__Your task__: Your answer should be the lines from the start of the records through the line with "List the outline of every instance of the red", copied word for word.

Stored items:
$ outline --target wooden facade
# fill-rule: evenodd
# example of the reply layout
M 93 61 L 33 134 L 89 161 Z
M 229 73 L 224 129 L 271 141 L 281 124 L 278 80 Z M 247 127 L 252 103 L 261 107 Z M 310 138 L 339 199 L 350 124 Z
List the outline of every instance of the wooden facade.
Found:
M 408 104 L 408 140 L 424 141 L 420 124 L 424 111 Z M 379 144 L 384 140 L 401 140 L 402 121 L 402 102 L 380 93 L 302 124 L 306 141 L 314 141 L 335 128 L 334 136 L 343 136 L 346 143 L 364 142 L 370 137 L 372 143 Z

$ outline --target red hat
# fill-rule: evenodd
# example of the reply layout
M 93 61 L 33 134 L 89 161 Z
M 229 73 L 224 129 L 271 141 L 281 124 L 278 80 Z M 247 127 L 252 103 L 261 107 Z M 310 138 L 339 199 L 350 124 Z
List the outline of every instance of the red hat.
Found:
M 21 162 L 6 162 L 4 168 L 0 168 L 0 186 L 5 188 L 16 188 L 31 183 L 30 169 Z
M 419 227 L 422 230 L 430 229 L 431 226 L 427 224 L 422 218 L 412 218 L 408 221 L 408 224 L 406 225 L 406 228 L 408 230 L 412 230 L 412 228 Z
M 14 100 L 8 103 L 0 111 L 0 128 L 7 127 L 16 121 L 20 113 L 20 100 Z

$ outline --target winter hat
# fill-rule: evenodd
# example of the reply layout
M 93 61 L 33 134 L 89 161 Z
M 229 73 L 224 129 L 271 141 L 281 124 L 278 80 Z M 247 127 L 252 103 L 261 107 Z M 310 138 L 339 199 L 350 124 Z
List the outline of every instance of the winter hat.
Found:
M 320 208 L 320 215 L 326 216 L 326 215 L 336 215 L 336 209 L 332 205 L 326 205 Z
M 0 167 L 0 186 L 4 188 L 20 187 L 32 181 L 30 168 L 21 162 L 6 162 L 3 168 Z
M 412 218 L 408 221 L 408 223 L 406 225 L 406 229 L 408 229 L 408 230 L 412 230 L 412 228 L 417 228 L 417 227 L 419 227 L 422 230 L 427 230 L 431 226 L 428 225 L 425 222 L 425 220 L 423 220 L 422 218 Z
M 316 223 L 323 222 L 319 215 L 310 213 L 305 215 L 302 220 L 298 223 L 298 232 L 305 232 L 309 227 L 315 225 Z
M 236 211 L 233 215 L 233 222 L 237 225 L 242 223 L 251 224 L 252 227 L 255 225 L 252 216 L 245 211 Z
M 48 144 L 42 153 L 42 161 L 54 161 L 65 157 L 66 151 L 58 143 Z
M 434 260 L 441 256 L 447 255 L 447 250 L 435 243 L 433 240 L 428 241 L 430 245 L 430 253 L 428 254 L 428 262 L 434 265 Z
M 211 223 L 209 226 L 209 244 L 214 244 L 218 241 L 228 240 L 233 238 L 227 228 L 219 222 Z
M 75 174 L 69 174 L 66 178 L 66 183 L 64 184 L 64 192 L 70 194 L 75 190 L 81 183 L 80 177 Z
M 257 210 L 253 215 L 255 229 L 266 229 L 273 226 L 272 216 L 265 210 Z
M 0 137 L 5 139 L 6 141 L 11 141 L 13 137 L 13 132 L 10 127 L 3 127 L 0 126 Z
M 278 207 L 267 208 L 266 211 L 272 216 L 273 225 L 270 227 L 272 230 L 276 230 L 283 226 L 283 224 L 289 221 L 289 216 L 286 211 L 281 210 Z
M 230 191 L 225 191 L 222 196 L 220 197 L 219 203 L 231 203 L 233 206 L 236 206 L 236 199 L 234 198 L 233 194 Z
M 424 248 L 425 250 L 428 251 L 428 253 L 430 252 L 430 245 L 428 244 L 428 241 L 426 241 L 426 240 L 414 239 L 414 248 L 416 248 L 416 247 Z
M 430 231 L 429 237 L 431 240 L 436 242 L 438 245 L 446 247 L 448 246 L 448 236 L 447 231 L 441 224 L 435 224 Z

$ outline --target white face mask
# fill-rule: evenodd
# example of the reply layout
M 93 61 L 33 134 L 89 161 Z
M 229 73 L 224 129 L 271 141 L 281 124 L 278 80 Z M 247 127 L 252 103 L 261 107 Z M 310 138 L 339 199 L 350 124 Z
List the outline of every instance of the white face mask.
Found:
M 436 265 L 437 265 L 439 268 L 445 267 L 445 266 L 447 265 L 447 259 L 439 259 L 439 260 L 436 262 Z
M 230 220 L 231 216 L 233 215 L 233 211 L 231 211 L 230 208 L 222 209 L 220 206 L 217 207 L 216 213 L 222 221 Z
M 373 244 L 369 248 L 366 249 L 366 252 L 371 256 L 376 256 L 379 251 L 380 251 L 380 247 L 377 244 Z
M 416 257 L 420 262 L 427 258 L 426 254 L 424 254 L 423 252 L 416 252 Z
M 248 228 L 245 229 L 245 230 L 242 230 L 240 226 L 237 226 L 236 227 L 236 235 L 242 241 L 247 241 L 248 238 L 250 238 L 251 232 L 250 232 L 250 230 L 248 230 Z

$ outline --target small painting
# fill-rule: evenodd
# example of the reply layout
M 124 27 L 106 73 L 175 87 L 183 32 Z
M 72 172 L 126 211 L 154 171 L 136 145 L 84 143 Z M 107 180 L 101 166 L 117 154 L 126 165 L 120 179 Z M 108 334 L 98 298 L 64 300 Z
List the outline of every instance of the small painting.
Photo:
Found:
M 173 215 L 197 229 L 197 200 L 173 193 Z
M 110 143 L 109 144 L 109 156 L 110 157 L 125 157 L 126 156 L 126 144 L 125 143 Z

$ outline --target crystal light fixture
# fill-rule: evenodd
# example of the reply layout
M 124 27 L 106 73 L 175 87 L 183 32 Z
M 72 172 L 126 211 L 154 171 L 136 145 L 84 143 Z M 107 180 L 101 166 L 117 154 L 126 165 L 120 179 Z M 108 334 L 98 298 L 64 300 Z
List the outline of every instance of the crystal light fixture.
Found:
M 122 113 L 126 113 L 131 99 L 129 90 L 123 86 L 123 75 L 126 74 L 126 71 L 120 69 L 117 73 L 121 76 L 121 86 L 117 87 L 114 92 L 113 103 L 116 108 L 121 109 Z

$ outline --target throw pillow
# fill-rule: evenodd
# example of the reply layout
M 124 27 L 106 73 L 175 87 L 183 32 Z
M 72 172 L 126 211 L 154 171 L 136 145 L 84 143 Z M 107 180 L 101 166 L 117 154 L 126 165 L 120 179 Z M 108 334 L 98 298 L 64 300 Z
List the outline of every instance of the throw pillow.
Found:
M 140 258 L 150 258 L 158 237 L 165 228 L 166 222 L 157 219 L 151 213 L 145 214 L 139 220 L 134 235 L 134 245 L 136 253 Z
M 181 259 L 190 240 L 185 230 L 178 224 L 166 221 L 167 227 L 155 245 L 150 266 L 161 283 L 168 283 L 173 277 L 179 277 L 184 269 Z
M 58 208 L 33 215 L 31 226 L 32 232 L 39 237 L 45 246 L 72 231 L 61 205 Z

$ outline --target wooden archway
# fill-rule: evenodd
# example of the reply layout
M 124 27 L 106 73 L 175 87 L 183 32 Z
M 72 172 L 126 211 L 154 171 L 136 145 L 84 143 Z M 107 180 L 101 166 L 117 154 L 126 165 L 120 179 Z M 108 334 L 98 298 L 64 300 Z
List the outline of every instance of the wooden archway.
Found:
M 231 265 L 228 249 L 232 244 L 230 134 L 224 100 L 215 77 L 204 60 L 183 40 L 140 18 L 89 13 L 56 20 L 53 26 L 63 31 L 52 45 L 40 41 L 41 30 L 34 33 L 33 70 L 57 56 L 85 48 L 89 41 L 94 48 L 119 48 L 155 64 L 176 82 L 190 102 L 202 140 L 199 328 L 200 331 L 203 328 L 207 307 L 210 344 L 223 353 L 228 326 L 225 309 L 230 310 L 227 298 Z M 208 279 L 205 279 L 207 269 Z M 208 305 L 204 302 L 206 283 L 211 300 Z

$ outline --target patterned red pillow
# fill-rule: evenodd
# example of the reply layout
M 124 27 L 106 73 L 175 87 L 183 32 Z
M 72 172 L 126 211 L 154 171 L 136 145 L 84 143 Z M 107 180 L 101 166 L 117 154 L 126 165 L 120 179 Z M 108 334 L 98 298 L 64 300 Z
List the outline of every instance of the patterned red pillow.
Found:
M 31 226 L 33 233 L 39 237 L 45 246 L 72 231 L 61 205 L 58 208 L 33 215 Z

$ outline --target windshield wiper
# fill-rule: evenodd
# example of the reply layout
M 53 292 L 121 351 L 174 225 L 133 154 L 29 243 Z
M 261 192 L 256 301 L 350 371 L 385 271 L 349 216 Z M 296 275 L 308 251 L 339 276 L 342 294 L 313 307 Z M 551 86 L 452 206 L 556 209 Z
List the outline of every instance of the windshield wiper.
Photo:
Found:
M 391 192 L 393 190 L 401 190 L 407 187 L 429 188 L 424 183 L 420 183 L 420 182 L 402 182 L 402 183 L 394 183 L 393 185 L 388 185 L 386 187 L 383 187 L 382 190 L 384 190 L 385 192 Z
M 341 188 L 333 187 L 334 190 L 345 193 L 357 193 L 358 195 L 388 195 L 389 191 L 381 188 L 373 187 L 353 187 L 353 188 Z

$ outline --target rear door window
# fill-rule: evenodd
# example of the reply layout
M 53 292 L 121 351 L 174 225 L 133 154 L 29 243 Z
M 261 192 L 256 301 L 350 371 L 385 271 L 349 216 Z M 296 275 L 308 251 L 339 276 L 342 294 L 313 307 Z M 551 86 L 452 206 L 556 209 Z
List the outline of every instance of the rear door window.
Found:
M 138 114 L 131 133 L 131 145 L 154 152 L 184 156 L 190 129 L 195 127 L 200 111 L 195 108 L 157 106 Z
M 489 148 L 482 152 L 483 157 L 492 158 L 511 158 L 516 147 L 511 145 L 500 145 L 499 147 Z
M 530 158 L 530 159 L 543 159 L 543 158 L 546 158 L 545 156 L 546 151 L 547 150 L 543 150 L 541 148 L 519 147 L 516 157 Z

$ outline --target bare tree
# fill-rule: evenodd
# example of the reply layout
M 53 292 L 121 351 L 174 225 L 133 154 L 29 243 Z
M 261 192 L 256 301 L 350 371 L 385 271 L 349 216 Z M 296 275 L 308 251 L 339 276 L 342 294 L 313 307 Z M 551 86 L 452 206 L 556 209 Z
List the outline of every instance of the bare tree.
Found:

__Solution below__:
$ outline --target wooden facade
# fill-rule: evenodd
# example of the reply layout
M 93 61 L 33 134 L 89 161 Z
M 229 73 L 224 129 L 271 141 L 281 124 L 278 80 Z M 247 127 L 252 103 L 261 107 Z M 310 138 L 339 199 L 350 124 Z
List the outline of every instance of the wooden facade.
Found:
M 408 104 L 408 140 L 424 141 L 420 124 L 424 111 Z M 379 144 L 384 140 L 401 140 L 402 121 L 402 102 L 380 93 L 302 124 L 306 141 L 314 141 L 335 128 L 334 136 L 343 136 L 346 143 L 364 142 L 370 137 L 372 143 Z

$ outline --target red hat
# fill-rule: evenodd
# example of the reply layout
M 93 61 L 33 134 L 89 161 Z
M 229 73 L 224 129 L 271 141 L 281 124 L 278 80 Z M 247 127 L 252 103 L 261 107 Z M 310 138 L 339 199 L 350 124 Z
List the outline of every instance of the red hat.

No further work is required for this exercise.